## Start

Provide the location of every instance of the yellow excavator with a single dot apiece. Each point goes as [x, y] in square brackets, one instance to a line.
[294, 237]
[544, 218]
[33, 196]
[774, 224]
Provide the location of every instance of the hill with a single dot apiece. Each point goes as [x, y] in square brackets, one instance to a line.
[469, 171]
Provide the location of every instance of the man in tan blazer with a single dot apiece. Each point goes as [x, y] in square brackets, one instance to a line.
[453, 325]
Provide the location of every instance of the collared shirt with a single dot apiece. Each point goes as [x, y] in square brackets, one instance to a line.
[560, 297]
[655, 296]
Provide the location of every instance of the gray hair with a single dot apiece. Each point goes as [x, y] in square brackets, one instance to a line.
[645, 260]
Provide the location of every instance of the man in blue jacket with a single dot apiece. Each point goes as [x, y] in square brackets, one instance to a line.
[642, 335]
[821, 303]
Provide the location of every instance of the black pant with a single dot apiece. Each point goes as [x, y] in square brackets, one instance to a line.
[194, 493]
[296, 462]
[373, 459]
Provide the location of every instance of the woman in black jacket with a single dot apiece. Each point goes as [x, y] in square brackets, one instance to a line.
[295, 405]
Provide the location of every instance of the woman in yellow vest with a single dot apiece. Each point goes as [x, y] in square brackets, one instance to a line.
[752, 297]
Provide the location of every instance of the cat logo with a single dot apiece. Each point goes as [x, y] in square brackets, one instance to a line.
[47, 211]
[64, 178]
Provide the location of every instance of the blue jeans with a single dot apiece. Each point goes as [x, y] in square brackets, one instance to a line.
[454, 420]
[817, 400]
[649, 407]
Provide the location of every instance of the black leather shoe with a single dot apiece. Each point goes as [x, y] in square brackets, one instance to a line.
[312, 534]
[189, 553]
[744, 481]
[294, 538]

## End

_Given request_
Beginning at the line that holds "Provide the location of every instance of the man in tan", reproduce each line of the records above down to and including the last one.

_Correct answer_
Provide the location of every instance of the man in tan blazer with a single dot apiece. Each point goes as [x, y] in square brackets, one instance to a line.
[453, 325]
Provide the location of every instance of the collared shirt with a single dot apiece. Each point goes as [x, y] in square brackets, one instance to a line.
[560, 297]
[655, 296]
Provide the location of every instance of the gray hair with a single dot apiece. Each point goes as [x, y] in square brackets, one instance to a line.
[645, 260]
Provide the location of every instance of the man in blue jacket with a single dot apiece. Each point goes as [x, y] in square brackets, one instance to a line.
[642, 335]
[821, 303]
Provide the location of every instance of the black pant with a single dot apiece. Each point goes as [x, y] in square brackets, one instance to a line.
[194, 493]
[296, 462]
[373, 459]
Provide the location of every instance of the woman in black jacket with a single dot apiece. Each point goes as [x, y] in square brackets, one instance to a line.
[295, 405]
Provide the location of every instance of the woman in yellow vest with a single dot apiece. Each point goes as [x, y] in square brackets, one instance to a line.
[752, 297]
Provide the location of every instance of the cat logo with a single dot apiece. Each point goes as [x, y] in square brackets, one instance to a line.
[47, 211]
[64, 178]
Provide the location of every instance of the blue jeans with a single dot apiece. Each point goes as [x, y] in square brackets, one instance to a line.
[454, 420]
[817, 400]
[649, 407]
Provide the location of every instance of the black leather shoe with a single dot apiece. Each point goes as [x, y] in square brackets, one instance to a line.
[312, 534]
[189, 553]
[744, 481]
[294, 538]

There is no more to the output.